— Task instructions —
The data should be duplicated exactly, with every word kept as it is.

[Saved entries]

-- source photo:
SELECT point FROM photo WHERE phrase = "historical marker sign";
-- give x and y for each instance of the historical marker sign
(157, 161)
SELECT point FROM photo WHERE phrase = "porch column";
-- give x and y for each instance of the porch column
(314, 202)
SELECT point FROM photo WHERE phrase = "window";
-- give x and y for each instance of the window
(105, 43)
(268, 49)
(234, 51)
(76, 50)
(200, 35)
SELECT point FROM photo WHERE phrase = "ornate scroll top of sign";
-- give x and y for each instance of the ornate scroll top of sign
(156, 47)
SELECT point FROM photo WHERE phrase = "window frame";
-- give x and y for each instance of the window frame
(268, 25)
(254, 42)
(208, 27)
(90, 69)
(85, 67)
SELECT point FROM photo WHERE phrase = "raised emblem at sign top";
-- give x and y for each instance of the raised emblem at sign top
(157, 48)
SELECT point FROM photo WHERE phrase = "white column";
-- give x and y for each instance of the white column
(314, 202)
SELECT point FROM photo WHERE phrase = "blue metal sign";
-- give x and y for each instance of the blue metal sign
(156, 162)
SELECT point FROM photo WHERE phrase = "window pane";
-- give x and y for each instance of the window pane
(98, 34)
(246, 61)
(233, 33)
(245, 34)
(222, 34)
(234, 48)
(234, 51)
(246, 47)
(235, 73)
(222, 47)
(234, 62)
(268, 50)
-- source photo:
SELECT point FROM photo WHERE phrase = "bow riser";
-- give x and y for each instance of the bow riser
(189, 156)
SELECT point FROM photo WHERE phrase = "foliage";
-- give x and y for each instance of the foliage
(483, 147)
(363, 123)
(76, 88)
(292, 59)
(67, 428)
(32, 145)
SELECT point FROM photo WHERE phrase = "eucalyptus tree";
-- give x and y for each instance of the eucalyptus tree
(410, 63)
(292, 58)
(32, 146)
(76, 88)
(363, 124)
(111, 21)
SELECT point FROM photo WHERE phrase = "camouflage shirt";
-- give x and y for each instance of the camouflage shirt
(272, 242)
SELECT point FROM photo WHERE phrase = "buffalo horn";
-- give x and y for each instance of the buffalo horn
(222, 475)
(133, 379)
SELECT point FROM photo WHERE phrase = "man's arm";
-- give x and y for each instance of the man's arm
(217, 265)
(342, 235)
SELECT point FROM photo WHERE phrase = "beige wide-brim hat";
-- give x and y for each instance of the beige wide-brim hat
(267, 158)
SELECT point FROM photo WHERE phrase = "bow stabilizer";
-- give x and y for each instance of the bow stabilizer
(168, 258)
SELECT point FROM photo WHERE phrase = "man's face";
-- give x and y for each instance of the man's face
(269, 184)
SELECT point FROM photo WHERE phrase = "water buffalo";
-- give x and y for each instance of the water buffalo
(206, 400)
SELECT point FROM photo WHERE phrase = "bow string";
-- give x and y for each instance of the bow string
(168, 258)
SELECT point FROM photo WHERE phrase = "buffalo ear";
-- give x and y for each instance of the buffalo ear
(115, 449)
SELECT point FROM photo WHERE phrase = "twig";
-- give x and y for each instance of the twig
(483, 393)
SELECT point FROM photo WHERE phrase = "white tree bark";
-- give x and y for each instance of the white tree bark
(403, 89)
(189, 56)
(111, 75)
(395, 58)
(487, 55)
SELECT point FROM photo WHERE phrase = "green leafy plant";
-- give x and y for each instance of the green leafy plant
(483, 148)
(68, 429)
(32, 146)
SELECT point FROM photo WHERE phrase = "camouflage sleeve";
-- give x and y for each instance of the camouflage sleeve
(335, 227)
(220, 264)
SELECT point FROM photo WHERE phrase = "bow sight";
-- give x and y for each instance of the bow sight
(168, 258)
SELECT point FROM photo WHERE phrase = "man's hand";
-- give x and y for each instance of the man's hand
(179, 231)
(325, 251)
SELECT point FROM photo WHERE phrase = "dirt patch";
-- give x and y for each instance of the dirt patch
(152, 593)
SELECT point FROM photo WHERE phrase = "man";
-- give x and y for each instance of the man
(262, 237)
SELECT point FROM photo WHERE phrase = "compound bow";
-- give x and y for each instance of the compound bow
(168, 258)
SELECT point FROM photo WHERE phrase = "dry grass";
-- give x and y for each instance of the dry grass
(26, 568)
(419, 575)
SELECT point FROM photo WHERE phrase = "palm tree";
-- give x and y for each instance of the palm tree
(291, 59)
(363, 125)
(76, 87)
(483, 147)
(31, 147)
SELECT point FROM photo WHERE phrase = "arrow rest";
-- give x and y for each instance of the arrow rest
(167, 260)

— Solution for this problem —
-- source photo:
SELECT point FROM photo WHERE phrase = "historical marker sign";
-- give x and y for each instance of the historical marker sign
(157, 161)
SELECT point FROM photo WHERE phrase = "porch column";
-- give x and y for each instance of the porch column
(314, 202)
SELECT point FROM photo WHERE phrase = "window";
-- give x and y for each instance of the window
(105, 43)
(268, 49)
(234, 51)
(76, 50)
(200, 35)
SELECT point FROM photo WHERE phrase = "ornate scroll top of sign";
-- give x and y for each instance of the ornate scroll top of sign
(156, 47)
SELECT point FROM photo WHERE phrase = "window frame";
-- give x and y for each instance of the window frame
(268, 25)
(254, 42)
(208, 27)
(90, 69)
(85, 67)
SELECT point FROM photo WHERE phrase = "raised emblem at sign top";
-- give x and y for each instance of the raised emblem at sign top
(157, 48)
SELECT point FROM photo WHERE phrase = "white column";
-- give x and y for each instance of the white column
(314, 202)
SELECT point FROM photo WHERE phrase = "blue metal sign";
-- give x and y for each instance of the blue metal sign
(156, 162)
SELECT point FROM photo WHERE phrase = "window pane";
-- give x and y for each instance of the window pane
(98, 34)
(246, 61)
(233, 33)
(245, 34)
(222, 34)
(234, 48)
(234, 51)
(246, 47)
(235, 73)
(222, 47)
(234, 62)
(268, 50)
-- source photo:
SELECT point FROM photo WHERE phrase = "bow riser";
-- give x and y for each instance of the bow riser
(189, 156)
SELECT point FROM photo WHERE phrase = "foliage";
-- give x and y for each instance of the foliage
(483, 147)
(363, 123)
(76, 88)
(292, 59)
(67, 428)
(32, 145)
SELECT point FROM photo WHERE phrase = "eucalyptus tree";
-- give x and y for each instance of the eucalyptus tree
(410, 63)
(292, 58)
(32, 146)
(76, 88)
(363, 124)
(111, 21)
SELECT point FROM photo WHERE phrase = "camouflage shirt";
-- give x and y for each instance of the camouflage shirt
(272, 242)
SELECT point FROM photo WHERE phrase = "buffalo horn";
-- give x and y for each instance of the buffalo horn
(222, 475)
(133, 379)
SELECT point FROM photo WHERE phrase = "man's arm";
-- give x and y for each instance of the man's arm
(217, 265)
(342, 235)
SELECT point FROM photo WHERE phrase = "beige wide-brim hat";
-- give x and y for each instance of the beige wide-brim hat
(267, 158)
SELECT point FROM photo WHERE phrase = "bow stabilizer";
-- give x and y for each instance of the bow stabilizer
(168, 258)
SELECT point FROM photo WHERE phrase = "man's face";
-- give x and y for each instance of the man's face
(269, 184)
SELECT point FROM photo WHERE phrase = "water buffalo";
-- give x and y for each instance of the water buffalo
(206, 400)
SELECT point FROM photo WHERE phrase = "bow string";
-- give x and y for each instance of the bow string
(168, 258)
SELECT point FROM photo WHERE phrase = "buffalo ear";
-- give x and y for each instance of the buffalo ear
(115, 449)
SELECT point FROM photo WHERE phrase = "twig";
-- give x and y for each instance of the twig
(483, 393)
SELECT point FROM photo WHERE phrase = "white tree bark";
-- give x and y for each instance of the white tree bark
(403, 89)
(189, 56)
(111, 75)
(395, 58)
(487, 55)
SELECT point FROM photo WHERE phrase = "green leafy plant";
-- give x and y for each instance of the green leafy plant
(483, 148)
(68, 429)
(32, 146)
SELECT point FROM photo WHERE phrase = "camouflage sleeve";
-- give x and y for each instance of the camouflage sleeve
(335, 227)
(220, 264)
SELECT point FROM photo WHERE phrase = "bow sight";
-- give x and y for each instance of the bow sight
(168, 258)
SELECT point FROM photo WHERE phrase = "man's hand";
-- give x and y for each instance of the man's hand
(179, 231)
(325, 251)
SELECT point FROM photo WHERE phrase = "dirt patch";
-- give x and y for each instance of the dirt patch
(152, 593)
SELECT point FROM photo WHERE phrase = "man";
-- give x and y for each instance of the man
(262, 237)
SELECT point FROM photo WHERE phrase = "compound bow";
-- give x and y for each instance of the compound bow
(168, 258)
SELECT point FROM photo WHERE phrase = "dry grass";
-- give x and y for each instance of the dry grass
(26, 568)
(419, 575)
SELECT point FROM photo WHERE phrase = "palm tree";
-- give x and y for each instance of the palm tree
(291, 59)
(363, 125)
(76, 87)
(483, 147)
(31, 147)
SELECT point FROM photo WHERE phrase = "arrow rest";
-- give x and y for each instance of the arrow rest
(167, 260)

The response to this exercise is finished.